--- What to work on ---
- A) Translate this sentence from the article on Avolon's 2022 aviation outlook, which appears below, into French: "It observes that over 9 billion coronavirus vaccines have been administered, and that each successive wave of Covid-19 sees a fall in lethality."
- B) Write the next part of the article on Avolon's 2022 aviation outlook below, picking up after its final sentence.

Lessor Avolon has painted an optimistic outlook for the aviation sector’s continued recovery in 2022, noting medical progress against the coronavirus pandemic and economic growth.

It observes that over 9 billion coronavirus vaccines have been administered, and that each successive wave of Covid-19 sees a fall in lethality.

SIA Airbus A350

Source: Greg Waldron/FlightGlobal

A Singapore Airlines A350-900ULR at Changi Airport in December 2021

“Medical progress underpins aviation’s recovery enabling governments and passengers to travel again,” says Avolon.

It also ses continued economic growth this year, ”driving demand for air travel when passengers are freed to do so.”

The company made the observations in 2022 outlook entitled ‘Rise Above,’ authored by head of portfolio management Jim Morrison and head of counterparty risk Rosmarie O’Leary.

Another major trend that will continue is the push to sustainable aviation. The lessor observes that there are over 250 electric, hybrid, or hydrogen projects underway, and that advanced air mobility companies raised over $6 billion in 2021.

In the push to sustainable aviation, however, it warns that creating rules that have unintended consequences must be avoided, given that aviation supports 1% of world GDP directly, and 8% indirectly.

As for airlines, Avolon warns that profits could be a challenge, mainly owing to the $220 billion in debt they accumulated to survive the pandemic, bringing total debt to $625 billion. The $200 billion of net losses airlines will generate in the 2020-2022 timeframe will wipe out profitability of the 2010s.

“Just as operating margins are starting to recovery, rent and debt moratoria are coming to an end,” it says. “Despite a strong push to increase variable cost structures over the past two years, higher fixed costs threaten to delay airlines’ return to profitability.”

Avolon believes that business travel could return to around two-thirds of pre-pandemic levels by the end of the year. Finding Pilots, however, will remain a challenge, particularly given that furloughs during the pandemic and competition with other sectors have reduced the appeal of aviation careers.

--- Material provided ---

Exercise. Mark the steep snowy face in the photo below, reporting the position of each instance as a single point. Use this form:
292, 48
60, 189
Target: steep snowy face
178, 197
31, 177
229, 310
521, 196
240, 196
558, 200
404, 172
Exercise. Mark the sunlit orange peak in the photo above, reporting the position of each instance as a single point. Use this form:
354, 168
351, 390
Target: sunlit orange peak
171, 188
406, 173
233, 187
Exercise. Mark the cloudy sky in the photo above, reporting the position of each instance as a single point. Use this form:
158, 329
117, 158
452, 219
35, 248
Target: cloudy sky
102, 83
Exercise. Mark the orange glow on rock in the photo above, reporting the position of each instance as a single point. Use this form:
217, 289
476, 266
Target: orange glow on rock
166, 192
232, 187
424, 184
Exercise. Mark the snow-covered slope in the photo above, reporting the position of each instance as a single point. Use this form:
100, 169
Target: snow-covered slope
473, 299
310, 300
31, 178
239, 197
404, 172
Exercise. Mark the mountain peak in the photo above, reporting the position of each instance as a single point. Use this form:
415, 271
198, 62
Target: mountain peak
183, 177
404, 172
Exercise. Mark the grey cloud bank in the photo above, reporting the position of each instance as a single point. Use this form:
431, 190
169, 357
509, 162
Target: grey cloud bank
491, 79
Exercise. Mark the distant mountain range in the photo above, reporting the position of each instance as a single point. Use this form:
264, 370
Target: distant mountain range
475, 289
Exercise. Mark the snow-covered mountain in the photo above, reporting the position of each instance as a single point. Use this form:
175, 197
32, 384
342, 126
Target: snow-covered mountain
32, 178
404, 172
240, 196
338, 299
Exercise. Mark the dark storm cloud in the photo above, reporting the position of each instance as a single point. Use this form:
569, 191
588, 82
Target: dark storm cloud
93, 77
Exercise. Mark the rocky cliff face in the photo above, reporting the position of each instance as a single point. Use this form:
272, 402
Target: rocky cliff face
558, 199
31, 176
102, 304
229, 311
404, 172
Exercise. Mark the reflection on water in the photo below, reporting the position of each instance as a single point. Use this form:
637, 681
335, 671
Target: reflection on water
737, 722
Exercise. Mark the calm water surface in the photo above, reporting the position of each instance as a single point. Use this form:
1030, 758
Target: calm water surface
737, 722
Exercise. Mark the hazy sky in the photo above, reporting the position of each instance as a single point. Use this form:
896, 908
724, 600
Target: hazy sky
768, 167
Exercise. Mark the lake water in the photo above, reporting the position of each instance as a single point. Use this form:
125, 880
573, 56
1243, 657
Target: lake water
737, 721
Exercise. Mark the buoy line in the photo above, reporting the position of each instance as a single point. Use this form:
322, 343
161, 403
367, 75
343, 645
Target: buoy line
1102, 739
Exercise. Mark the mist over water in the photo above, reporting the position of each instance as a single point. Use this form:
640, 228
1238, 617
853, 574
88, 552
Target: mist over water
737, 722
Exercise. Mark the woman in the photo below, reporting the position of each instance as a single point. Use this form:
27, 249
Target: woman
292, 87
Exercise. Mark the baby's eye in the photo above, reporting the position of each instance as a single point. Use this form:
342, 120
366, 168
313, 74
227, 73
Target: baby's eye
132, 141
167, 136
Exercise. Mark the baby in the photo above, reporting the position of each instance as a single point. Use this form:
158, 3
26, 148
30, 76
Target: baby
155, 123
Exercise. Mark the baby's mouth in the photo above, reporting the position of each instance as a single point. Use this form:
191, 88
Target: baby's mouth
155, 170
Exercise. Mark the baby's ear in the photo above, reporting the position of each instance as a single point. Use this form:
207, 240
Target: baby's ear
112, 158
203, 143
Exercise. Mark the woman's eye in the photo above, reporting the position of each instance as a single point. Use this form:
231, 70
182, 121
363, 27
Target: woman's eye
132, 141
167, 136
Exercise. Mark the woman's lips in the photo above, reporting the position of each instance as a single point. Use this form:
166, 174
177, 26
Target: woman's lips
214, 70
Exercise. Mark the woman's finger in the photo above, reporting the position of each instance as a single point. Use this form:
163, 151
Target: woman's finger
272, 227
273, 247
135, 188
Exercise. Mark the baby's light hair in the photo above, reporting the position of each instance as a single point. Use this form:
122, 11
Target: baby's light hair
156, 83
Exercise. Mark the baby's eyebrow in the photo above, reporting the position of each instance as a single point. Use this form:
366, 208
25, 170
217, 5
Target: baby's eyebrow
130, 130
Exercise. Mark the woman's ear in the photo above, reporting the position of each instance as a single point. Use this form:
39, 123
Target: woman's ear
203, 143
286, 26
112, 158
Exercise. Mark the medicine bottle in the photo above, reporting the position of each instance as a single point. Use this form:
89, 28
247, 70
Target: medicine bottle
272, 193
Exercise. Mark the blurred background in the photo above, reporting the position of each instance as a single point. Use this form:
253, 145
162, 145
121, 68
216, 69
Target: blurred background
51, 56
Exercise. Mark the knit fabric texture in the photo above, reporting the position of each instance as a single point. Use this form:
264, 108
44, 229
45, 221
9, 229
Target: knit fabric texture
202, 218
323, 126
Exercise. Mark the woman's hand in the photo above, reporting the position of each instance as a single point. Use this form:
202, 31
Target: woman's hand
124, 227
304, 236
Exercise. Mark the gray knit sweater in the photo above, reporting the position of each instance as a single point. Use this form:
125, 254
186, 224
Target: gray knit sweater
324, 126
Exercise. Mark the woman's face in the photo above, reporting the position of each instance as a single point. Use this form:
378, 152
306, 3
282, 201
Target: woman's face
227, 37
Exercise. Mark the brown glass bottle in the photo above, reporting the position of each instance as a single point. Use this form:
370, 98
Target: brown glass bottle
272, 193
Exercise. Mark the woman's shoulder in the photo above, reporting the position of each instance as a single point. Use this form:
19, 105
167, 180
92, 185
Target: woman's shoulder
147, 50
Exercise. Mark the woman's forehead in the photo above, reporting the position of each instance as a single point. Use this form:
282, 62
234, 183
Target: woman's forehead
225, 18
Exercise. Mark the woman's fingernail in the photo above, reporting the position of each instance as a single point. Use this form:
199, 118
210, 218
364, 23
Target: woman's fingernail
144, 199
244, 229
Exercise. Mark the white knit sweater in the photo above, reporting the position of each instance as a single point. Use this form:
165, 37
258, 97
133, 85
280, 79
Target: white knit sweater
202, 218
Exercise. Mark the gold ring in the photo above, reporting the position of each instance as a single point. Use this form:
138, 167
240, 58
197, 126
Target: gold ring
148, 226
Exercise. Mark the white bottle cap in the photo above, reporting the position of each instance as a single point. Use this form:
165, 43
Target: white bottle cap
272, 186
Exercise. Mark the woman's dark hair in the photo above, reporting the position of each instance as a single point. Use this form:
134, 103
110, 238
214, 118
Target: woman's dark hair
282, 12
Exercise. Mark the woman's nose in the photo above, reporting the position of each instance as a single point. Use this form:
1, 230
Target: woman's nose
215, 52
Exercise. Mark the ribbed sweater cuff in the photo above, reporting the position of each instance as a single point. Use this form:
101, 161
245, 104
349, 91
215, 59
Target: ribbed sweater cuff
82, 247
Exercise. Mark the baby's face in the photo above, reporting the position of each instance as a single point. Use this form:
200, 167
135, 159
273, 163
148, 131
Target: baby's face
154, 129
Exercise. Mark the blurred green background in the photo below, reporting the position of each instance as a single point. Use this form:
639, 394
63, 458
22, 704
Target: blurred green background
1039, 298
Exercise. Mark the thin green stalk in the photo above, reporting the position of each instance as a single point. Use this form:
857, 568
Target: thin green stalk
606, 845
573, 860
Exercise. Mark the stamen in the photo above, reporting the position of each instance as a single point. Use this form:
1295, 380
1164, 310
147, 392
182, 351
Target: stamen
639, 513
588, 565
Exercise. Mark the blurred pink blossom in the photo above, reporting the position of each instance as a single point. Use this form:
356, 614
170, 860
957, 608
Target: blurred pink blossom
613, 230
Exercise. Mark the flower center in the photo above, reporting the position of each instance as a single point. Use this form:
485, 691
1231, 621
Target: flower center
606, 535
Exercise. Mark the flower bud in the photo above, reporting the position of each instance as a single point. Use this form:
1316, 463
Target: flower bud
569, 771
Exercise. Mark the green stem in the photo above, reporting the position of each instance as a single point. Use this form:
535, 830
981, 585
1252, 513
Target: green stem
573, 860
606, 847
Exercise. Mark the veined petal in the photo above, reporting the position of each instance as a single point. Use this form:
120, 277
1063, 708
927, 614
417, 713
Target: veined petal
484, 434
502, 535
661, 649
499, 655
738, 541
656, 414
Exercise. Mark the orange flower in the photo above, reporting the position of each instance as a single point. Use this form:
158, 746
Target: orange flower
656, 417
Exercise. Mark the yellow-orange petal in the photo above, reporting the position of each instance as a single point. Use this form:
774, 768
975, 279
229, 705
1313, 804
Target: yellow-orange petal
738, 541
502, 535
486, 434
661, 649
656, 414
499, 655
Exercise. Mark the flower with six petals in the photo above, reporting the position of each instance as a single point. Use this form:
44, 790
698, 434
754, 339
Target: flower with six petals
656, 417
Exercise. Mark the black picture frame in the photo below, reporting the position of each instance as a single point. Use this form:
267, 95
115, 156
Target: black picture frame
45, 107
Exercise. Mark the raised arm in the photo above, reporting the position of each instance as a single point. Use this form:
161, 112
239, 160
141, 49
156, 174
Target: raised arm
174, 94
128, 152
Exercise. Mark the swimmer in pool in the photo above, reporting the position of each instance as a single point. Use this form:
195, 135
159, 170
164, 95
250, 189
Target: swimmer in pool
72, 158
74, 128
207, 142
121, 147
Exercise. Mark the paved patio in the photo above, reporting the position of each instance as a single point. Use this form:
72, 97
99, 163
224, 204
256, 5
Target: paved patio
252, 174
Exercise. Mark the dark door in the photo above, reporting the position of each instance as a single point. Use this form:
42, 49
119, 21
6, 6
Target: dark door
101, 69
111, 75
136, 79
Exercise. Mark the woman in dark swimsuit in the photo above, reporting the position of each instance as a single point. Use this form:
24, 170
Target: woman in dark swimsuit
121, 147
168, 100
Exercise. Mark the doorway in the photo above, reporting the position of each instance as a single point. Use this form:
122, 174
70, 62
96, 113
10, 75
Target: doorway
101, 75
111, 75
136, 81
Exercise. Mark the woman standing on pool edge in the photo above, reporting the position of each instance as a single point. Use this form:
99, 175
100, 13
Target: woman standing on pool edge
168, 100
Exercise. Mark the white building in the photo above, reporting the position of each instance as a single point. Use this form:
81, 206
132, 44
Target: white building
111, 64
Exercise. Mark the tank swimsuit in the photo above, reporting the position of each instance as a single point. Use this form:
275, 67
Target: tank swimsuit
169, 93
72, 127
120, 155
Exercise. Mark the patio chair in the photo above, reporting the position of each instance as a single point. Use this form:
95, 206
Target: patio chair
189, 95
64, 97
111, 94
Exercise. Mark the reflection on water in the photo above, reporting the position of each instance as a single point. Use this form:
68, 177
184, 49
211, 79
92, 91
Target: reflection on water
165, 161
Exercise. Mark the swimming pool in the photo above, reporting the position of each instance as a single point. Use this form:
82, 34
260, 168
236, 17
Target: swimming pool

--- Your responses ---
- A) Elle observe que plus de 9 milliards de vaccins contre le coronavirus ont été administrés et que chaque vague successive de Covid-19 s'accompagne d'une baisse de la létalité.

- B)
While Airbus and Boeing were able to generate orders in 2021 as airlines bet on the recovery, supply chains still remain what Avolon views as a “major challenge.” The lessor also sounds a positive note about the outlook for widebodies.

“There are still too many widebody aircraft today, the hangover of over-production last decade,” it says. “Nevertheless, the reported demise of widebodies is overdone. There are almost no new airports being built outside of China. Slot and gate constraints make larger aircraft a necessity.”

Avolon also sees continued strength in the freighter market, noting that freighter conversion slots are booked through the mid-2020s.

“With limited 767 passenger feedstock available and carbon standards set to obsolete today’s factory freighters by the end of 2027, the transition from Boeing freighter dominance has commenced,” it adds.

“The A330-300 converted freighter is the natural medium widebody successor with the right capabilities for e-commerce payloads.”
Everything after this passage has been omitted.